§ Directions:
**1.** Answer these questions about the personal essay on race and privilege:
(a) Where was the narrator raised?
(b) What was the name of the orphanage where the narrator's father grew up?
(c) What word does the narrator say comes to mind after the week of difficult conversations?
**2.** Extend the personal essay on race and privilege, starting right after its final sentence.

§ Text segment:
“Never doubt that a small group of thoughtful committed citizens can change the world: Indeed it’s the only
thing that ever has.” – Margaret Mead
I’m a child of the 60’s.
Too young to remember the protests.
I was raised in the suburbs of Chicago. Carefully cocooned from reality.
My charming town began as a village. Peaceful. Quiet. Idyllic. On the shores of Lake Michigan.
I knew little of the inner city.
My Father knew it well. He was raised in an orphanage. Mercy Boys Home. Raised by Catholic Priests. Until his 18th birthday. The day the orphanage cut him loose. On his own. Filled with rage.
I was afraid of my Father. I could feel his pain. My heart ached to understand him.
My Father was a racist.
The “N-word” was a part of his daily vocabulary.
I still remember how it felt when he said it. My stomach twisting itself into knots.
Oh how I hated that word.
How I hated the hate behind it.
I vowed to be different.
It’s been a challenging week filled with difficult conversations.
Today, I’m the Mother. My daughter – the peaceful protester – seeing things I hoped she would never see.
Outside her front door, a neighborhood transformed before her eyes. Burning buildings. Stores looted. Graffiti covering the walls. Swat teams and armored vehicles filling the streets.
Questioning life. Her. Me. Us.
The word that comes to mind is Heartsick.
My heart hurts.
It hurts for George Floyd. It hurts for his family. It hurts for all the “George Floyd’s” before him and the ones to follow.
It hurts for my black sisters.
It hurts for their children.
It hurts for their husbands, their brothers.
It just hurts.
I was born white. Born with white privilege. A privilege no one told me about. A privilege I never understood and one I’m just beginning to comprehend.

§ Stored data:
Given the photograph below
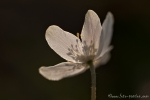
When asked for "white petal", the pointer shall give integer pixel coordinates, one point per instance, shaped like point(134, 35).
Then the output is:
point(61, 42)
point(107, 30)
point(103, 60)
point(62, 70)
point(91, 30)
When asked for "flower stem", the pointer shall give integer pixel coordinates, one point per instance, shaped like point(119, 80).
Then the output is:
point(93, 79)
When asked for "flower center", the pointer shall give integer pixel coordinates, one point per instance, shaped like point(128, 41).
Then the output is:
point(84, 54)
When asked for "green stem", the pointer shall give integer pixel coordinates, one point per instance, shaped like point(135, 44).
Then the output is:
point(93, 78)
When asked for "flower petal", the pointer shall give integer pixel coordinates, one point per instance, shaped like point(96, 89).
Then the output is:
point(62, 42)
point(107, 30)
point(91, 30)
point(62, 70)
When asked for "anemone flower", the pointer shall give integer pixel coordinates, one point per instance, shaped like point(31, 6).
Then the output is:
point(88, 50)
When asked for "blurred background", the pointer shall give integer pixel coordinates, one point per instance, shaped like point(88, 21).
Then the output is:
point(24, 49)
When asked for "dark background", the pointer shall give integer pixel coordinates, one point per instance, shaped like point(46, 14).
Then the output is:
point(24, 49)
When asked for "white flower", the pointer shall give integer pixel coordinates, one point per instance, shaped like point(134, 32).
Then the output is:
point(93, 47)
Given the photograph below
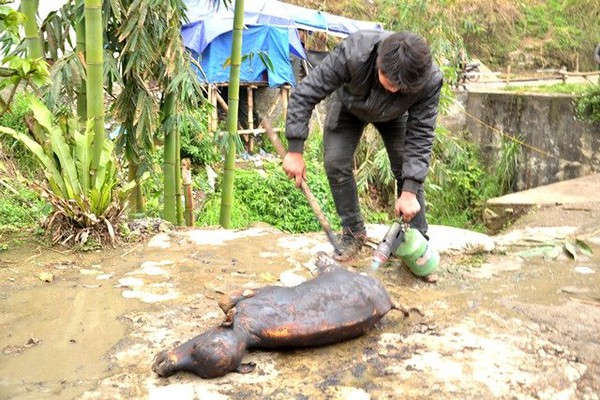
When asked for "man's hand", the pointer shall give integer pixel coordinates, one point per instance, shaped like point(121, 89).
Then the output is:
point(294, 167)
point(407, 205)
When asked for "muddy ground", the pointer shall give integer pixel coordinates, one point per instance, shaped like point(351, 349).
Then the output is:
point(521, 321)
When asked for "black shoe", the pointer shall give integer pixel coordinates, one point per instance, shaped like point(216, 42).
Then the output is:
point(350, 243)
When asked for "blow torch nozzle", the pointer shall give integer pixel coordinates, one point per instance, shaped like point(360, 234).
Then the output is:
point(388, 245)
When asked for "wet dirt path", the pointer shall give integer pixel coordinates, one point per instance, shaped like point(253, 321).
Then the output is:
point(494, 325)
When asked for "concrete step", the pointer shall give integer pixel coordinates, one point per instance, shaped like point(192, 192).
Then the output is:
point(502, 211)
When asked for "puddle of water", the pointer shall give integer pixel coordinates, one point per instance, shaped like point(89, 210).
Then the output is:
point(476, 318)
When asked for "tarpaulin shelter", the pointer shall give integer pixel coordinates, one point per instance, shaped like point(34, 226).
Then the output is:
point(271, 27)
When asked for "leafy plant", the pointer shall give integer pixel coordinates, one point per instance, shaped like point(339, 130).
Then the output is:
point(84, 210)
point(269, 196)
point(587, 106)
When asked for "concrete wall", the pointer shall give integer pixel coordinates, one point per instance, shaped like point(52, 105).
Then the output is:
point(557, 145)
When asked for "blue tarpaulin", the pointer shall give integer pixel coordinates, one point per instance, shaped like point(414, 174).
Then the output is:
point(271, 27)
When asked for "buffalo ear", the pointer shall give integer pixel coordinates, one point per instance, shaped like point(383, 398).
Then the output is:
point(245, 368)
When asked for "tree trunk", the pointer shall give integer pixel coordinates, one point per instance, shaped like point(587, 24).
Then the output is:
point(232, 114)
point(80, 50)
point(95, 91)
point(32, 32)
point(170, 176)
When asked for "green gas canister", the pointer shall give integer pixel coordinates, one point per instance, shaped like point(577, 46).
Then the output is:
point(415, 251)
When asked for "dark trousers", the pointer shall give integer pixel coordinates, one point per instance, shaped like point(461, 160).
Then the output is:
point(342, 133)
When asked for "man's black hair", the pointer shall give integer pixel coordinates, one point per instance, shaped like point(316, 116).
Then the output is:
point(405, 59)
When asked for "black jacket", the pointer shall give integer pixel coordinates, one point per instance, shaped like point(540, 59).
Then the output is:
point(351, 70)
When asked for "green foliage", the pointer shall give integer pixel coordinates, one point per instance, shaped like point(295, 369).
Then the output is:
point(455, 186)
point(270, 196)
point(64, 154)
point(15, 119)
point(20, 207)
point(459, 183)
point(567, 88)
point(197, 143)
point(587, 106)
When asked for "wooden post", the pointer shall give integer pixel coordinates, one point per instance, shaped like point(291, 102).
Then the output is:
point(251, 117)
point(214, 119)
point(285, 95)
point(188, 195)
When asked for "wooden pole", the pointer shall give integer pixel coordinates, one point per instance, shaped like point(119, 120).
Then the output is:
point(188, 195)
point(251, 117)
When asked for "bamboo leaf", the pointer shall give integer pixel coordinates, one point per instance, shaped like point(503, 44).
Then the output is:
point(53, 175)
point(59, 147)
point(83, 155)
point(584, 248)
point(571, 250)
point(553, 253)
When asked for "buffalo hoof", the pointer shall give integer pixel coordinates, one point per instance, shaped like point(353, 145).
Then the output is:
point(162, 365)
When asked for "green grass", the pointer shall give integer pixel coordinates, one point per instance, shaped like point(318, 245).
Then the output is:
point(560, 88)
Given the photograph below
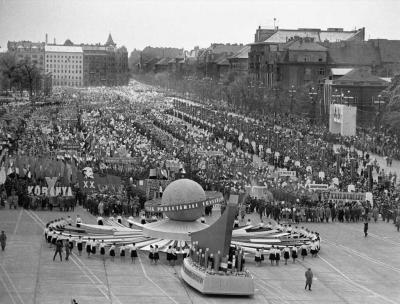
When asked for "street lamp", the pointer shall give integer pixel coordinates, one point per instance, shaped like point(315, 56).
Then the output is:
point(379, 101)
point(336, 96)
point(348, 97)
point(312, 93)
point(292, 91)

§ Answers by task:
**1.**
(a) In the suburbs of Chicago.
(b) Mercy Boys Home.
(c) Heartsick.

**2.**
I reject white privilege and all it stands for, and I hope you do too.
What I accept is that our society is racist. I also accept the responsibility to change that.
To do better. To be better.
To be part of the solution.
To examine my own heart.
Most people won’t like to hear this, but ….
We are all Racists.
Racism is woven into the fiber of our being. It’s centuries old. It’s baked into our culture. It’s in our DNA.
My DNA. Your DNA.
It crushes our collective soul.
Every time we’ve put a bandaid on it, we think “Well, that’s fixed! Let’s all live in brotherly love!”
Except it’s never been fixed. We have not owned our part and looked Racism straight in the eye and understood that we are all complicit … even though nearly all of us do not wish to be, even though the thought of racism makes us sick. We haven’t acknowledged that the wounds are deep, ancient, and are not yet healed.
How do we change it?
Can we change it?
The only way I know how is by changing ourselves.
For myself, I want to be more aware and empathetic towards my sisters and brothers who have lived their lives in the shadow of Racism. My life is not their life and I cannot possibly understand what they experience. But I want to understand.
I want to hold their hand and hug them, and stand with them as true change in our society. I’d like others to stand with us.
We’ve built a community called the Forever Fierce Revolution, The Tribe With The Kind Vibe – a collective based on support for all women. I’ve wanted every woman in that community to feel safe. As I mentioned, I don’t have the answers but I’d like to for us to come together and take on the long term project of defeating Racism and having it fade away into a memory.
If we don’t commit to trying, it will never happen.
I believe it will come to an end. I believe somewhere down the road, future generations will live in a kinder, gentler world – one that is far more open and receptive, a world that embraces our differences and views them as our strength, as our superpower.
As Gandhi said, “Be the change you wish to see in the world.” I’m ready to be that change. He also wisely said, “The future depends on what we do in the present.” We cannot shape a new future without reshaping ourselves, our beliefs and our way of being in the present. Ghandi’s belief was “In a gentle way, you can shake the world.” And clearly, this world does need some shaking. I’m in. Are you?